Challenge. Transcribe the river-name discussion, starting with "Re: Cremona (was: Ligurian" and going on through "Bodincus, Padus, Eridanus)".

Text excerpt.
--------------------------------------------------

Re: Cremona (was: Ligurian Barga and */p/; was: Ligurian)

From: Bhrihskwobhloukstroy
Message: 69843
Date: 2012-06-21

2012/6/20, dgkilday57 <dgkilday57@...>:
>> > --- In cybalist@yahoogroups.com, Bhrihskwobhloukstroy
>> > <bhrihstlobhrouzghdhroy@> wrote:
>> (...) What matters
>> is that both the Po (as everybody knows: Bodincus, Padus, Eridanus)
>> and the Adda (Lexua) did have more than one name (still in the Middle
>> Age) and accordingly a different name for every stretch from an
>> important confluence to another one, not to speak of the names of
>> different branches.
>> Anyway, I recall the point of departure of our discussion: If You
>> dislike the garlic-etymology You can choose the rock one or anything
>> Pre-Latin You prefer, the point is anyway on the origin of -o:na.

> DGK:
> First, regarding the Po, I know of no evidence that natives ever called it
> Eridanus. That was the poetic name of a mythical river.

Bhrihskwobhloukstroy:

It was the name of river in Athens as well. You are assuming the
Greeks simply gave a mythical name to the river near Adria; but they
ordinarily kept quite well local river-names wherever they settled,
or, at least, preferred transparent names (maybe direct translations,
maybe not), but quite rarely purely myhical names like e.g. Styx.
Of course, there are instances like Akh'ero:n, but these - like Styx
- end up as normal PIE river-names (maybe at least partially with
adstrate phonology, e.g. *h1g'heront-). If this were the case with
Adriatic Eridanos, we would come back to the same question: where did
it come from?
I, as expected, find the Celtic etymology of Eridanos
(*h'eperi-dh2no-s 'East River') convincing; nevertheless, as per
above, this is irrelevant to our question, because this latter raises
anyway with just two ancient local names for the Po, Bodincus and
Padus.

> DGK:
> What we do know is
> that Ligurians called the upper part of it Bodegkos/Bodincus, and the lower
> part was called Padus. What this means is that Ligurians reached the river
> from the west and named it, and some non-Ligurian group reached the river
> from the east and named it something else, and subsequent groups used the
> existing non-Ligurian name.

Bhrihskwobhloukstroy:
Any Ligurian etymology of Bodincus (be it from PIE *bheudh- 'bottom'
or *bhedh- 'dig') is indistinguishable from a Celtic one (please don't
reply that the first of these roots is scarcely represented in Insular
Celtic lexicon, because the same holds true for a great part of
river-names all over Celtic lands, whereas another great part of
river-names in the same areas does exhibit Celtic lexical material, so
every conclusion can be drawn: stratification of Celtic and non-Celtic
but also, conversely, loss of lexical items in the subsequent history
of Insular Celtic).

--------------------------------------------------

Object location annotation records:

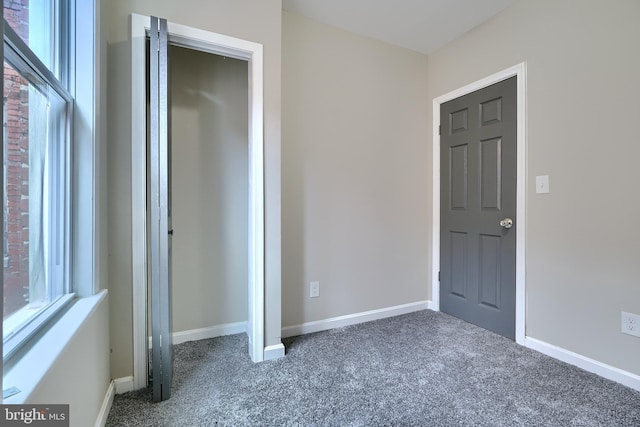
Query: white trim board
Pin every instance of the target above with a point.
(272, 352)
(520, 71)
(217, 44)
(602, 369)
(101, 420)
(353, 319)
(123, 385)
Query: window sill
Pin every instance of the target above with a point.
(35, 360)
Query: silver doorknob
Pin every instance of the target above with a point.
(506, 223)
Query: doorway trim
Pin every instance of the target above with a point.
(519, 71)
(219, 44)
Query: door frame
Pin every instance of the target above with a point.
(519, 71)
(219, 44)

--------------------------------------------------

Solution.
Re: Cremona (was: Ligurian Barga and */p/; was: Ligurian)

From: Bhrihskwobhloukstroy
Message: 69843
Date: 2012-06-21

2012/6/20, dgkilday57 <dgkilday57@...>:
>> > --- In cybalist@yahoogroups.com, Bhrihskwobhloukstroy
>> > <bhrihstlobhrouzghdhroy@> wrote:
>> (...) What matters
>> is that both the Po (as everybody knows: Bodincus, Padus, Eridanus)